Copy each line below in which the string "flower" appears.

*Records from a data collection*
[Start of section]

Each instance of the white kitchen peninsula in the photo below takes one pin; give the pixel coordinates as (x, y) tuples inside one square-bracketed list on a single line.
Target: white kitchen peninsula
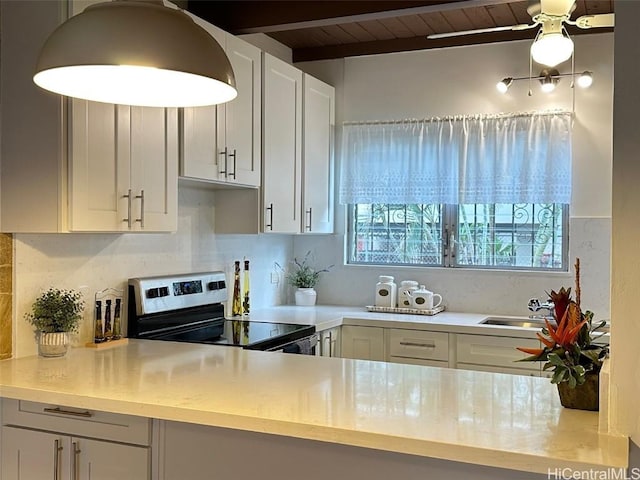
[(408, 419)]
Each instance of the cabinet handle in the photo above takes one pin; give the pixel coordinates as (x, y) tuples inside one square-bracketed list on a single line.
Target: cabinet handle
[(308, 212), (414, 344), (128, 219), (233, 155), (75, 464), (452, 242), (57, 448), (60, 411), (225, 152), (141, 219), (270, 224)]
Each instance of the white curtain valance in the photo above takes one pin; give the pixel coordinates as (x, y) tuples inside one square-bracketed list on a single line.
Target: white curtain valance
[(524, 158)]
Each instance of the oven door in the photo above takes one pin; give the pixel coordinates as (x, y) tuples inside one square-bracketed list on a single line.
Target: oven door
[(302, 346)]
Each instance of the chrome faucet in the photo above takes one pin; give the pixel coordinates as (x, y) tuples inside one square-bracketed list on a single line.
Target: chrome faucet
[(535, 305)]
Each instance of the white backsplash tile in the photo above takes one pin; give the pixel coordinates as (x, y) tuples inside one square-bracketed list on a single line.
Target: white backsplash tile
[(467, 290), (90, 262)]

[End of section]
[Start of section]

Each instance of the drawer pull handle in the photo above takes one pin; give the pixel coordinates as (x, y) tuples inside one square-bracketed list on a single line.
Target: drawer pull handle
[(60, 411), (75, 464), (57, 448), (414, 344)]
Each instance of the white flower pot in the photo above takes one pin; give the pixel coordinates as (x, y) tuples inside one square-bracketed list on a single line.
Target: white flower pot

[End of section]

*Exercise output*
Each instance of the white flower pot in the photo above takes one pin; give the pixel coordinates as (x, y) tuples inside one square-bracketed list on a single line.
Target: white flower pot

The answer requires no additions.